## Extracted material
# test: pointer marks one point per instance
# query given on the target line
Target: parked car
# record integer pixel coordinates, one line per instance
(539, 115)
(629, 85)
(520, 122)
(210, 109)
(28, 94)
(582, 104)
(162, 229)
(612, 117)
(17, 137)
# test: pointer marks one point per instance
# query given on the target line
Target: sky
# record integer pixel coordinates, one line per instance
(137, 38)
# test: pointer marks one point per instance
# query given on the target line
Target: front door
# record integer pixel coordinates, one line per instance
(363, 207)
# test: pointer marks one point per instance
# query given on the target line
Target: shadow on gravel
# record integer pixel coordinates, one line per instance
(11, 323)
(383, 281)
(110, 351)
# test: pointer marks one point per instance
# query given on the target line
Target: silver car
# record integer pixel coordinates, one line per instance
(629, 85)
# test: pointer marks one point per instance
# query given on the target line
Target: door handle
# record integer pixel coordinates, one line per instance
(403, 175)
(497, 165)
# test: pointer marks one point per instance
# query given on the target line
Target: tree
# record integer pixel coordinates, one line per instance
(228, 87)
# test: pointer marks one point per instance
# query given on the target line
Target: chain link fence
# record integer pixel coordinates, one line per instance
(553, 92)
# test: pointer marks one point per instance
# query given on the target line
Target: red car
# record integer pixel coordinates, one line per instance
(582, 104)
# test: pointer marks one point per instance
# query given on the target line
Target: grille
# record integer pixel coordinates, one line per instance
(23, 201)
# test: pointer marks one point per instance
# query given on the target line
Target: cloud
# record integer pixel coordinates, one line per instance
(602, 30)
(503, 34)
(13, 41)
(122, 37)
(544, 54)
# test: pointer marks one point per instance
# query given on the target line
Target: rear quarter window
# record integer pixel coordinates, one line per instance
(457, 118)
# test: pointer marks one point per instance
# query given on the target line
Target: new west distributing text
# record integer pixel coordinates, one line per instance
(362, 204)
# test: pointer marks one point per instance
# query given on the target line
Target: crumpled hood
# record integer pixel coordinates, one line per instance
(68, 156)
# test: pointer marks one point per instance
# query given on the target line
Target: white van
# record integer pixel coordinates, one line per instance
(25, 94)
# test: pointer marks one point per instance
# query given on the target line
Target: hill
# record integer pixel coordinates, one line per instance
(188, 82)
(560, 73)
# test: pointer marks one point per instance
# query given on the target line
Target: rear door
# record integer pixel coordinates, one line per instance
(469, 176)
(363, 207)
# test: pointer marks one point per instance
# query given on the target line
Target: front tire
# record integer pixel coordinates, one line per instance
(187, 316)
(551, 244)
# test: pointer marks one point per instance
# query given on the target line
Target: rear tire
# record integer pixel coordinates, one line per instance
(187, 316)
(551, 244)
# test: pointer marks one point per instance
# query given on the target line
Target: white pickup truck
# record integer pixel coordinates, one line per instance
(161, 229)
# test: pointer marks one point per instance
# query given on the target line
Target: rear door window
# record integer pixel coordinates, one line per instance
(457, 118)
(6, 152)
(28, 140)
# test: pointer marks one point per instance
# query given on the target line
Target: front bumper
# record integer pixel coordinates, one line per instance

## Requirements
Gather every line above that contains the word "door", and copy each one in order.

## Task response
Target: front door
Target: door handle
Target: rear door
Target: rear door window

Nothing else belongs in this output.